THE EXERCISE> Update the listing below by replacing each "Markers" with "Points", keeping everything else unchanged.

SUPPLIED RECORDS>
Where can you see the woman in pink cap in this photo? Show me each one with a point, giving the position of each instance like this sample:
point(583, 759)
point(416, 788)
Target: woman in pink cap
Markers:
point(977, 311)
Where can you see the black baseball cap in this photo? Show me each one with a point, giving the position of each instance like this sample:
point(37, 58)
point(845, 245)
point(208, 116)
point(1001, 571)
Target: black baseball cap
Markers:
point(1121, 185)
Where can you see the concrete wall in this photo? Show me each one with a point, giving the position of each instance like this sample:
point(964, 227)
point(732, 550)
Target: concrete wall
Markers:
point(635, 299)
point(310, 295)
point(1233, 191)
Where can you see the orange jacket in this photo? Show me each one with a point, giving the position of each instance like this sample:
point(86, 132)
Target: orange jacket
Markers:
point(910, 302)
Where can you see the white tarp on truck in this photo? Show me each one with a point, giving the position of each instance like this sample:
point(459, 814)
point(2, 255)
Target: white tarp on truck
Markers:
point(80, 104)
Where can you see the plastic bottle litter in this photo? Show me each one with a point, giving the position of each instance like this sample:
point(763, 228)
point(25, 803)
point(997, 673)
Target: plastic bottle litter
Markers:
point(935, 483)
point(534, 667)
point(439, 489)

TASK SOLUTION>
Where can you see the woman in pink cap in this photo? Show me each one with a point, giving the position of each instance like this sample:
point(583, 759)
point(416, 788)
Target: woman in pink cap
Points:
point(977, 311)
Where can you see the black baseball cap in this photo? Show me each one with a point, giving the position of each instance like this sample:
point(37, 58)
point(845, 245)
point(208, 116)
point(1001, 571)
Target: black baseball cap
Points:
point(1121, 185)
Where can you see the concrete wall in this photo? Show me each one with a point, giving the position of each instance like this sample:
point(964, 227)
point(732, 550)
Target: concrete wall
Points:
point(635, 299)
point(310, 295)
point(1233, 191)
Where can you see the orange jacket in this photo? Show me each one with a point, giving the position of each instance like this sample:
point(86, 132)
Target: orange jacket
Points:
point(910, 302)
Where can you see the white tarp on truck in this photo? Show me each one with a point, giving the position of each instance like this sample:
point(459, 814)
point(2, 255)
Target: white tarp on truck
Points:
point(80, 104)
Where can you see the plastic bottle litter in this photo? Show me each one with a point, giving the position of each instance like this sample:
point(763, 228)
point(25, 803)
point(997, 673)
Target: plastic bottle litter
Points:
point(935, 483)
point(534, 667)
point(439, 489)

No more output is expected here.